> [Objectif] Relevez et recopiez toutes les lignes ci-dessous où figure le mot « space ».

Enregistrements d'un jeu d'annotation par points:
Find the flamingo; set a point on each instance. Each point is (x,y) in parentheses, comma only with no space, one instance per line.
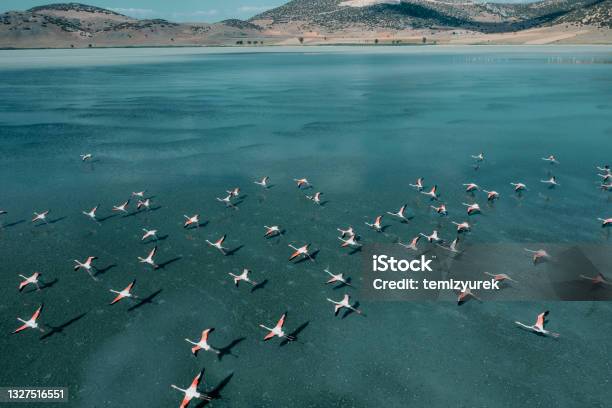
(552,181)
(491,195)
(351,241)
(149,234)
(193,220)
(263,182)
(469,187)
(344,303)
(303,182)
(440,209)
(41,217)
(463,226)
(433,193)
(30,323)
(235,192)
(192,391)
(376,224)
(349,231)
(146,204)
(27,280)
(277,330)
(125,293)
(433,238)
(400,213)
(87,265)
(301,251)
(538,255)
(518,187)
(244,276)
(418,184)
(91,213)
(336,278)
(272,231)
(218,244)
(203,343)
(538,327)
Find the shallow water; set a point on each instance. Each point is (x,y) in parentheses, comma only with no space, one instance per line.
(361,124)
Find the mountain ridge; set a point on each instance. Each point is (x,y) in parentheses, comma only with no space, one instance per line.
(78,25)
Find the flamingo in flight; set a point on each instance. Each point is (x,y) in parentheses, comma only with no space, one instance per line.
(31,322)
(263,182)
(193,220)
(192,392)
(376,226)
(518,187)
(125,293)
(433,193)
(30,280)
(463,226)
(301,251)
(203,343)
(218,244)
(122,207)
(344,303)
(400,213)
(336,278)
(87,265)
(418,184)
(277,331)
(41,217)
(272,231)
(303,182)
(91,213)
(538,326)
(244,276)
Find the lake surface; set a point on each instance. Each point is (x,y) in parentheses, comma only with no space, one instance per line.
(361,124)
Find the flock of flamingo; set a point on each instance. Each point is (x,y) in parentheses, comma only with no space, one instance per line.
(348,238)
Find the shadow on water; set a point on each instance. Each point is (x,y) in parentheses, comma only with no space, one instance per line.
(51,222)
(313,256)
(12,224)
(233,251)
(259,285)
(44,285)
(60,329)
(227,350)
(215,393)
(145,301)
(166,263)
(102,271)
(294,334)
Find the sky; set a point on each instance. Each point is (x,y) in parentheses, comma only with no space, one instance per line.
(176,10)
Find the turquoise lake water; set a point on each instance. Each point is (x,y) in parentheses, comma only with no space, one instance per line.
(361,124)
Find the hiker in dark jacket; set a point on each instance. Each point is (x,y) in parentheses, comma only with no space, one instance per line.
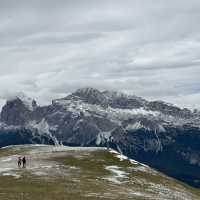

> [Réponse complète]
Find the flamingo; set a point on each instance. Each point is (x,y) in parentheses, comma only with no space, one instance per line.
Find the shallow water; set a point on each instance. Each point is (x,y) in parentheses, comma only with no space, one instance per line.
Find the mountain ridge; set a point on each instance. Each point is (x,y) in parentheses, comma only with no space, one instance per line.
Find the flamingo in flight; set a point on each instance. Each point is (x,y) in parentheses, comma only with no space, one instance per line.
Find the lake surface; set a point on each instance. Each point is (x,y) in parentheses, comma only with no space, one instance per line.
Find the flock of flamingo; set a point on each instance. Each point is (x,y) in parentheses, comma only with no space, one instance per line.
Find the shadow on water; set a point on each instance. Each point is (x,y) in parentheses, comma only with no space, one instance per line.
Find the sky; set a point on each instance. Each point is (x,y) in parentheses, comma only with no space, one instance per line.
Find the turquoise lake water; set a point on each instance. Each point is (x,y) in parentheses, comma only with no space, one instance per line.
Find the hiker in dark jacket; set a point on each instance. Each point is (x,y) in parentheses, comma only with no space, one instance per line.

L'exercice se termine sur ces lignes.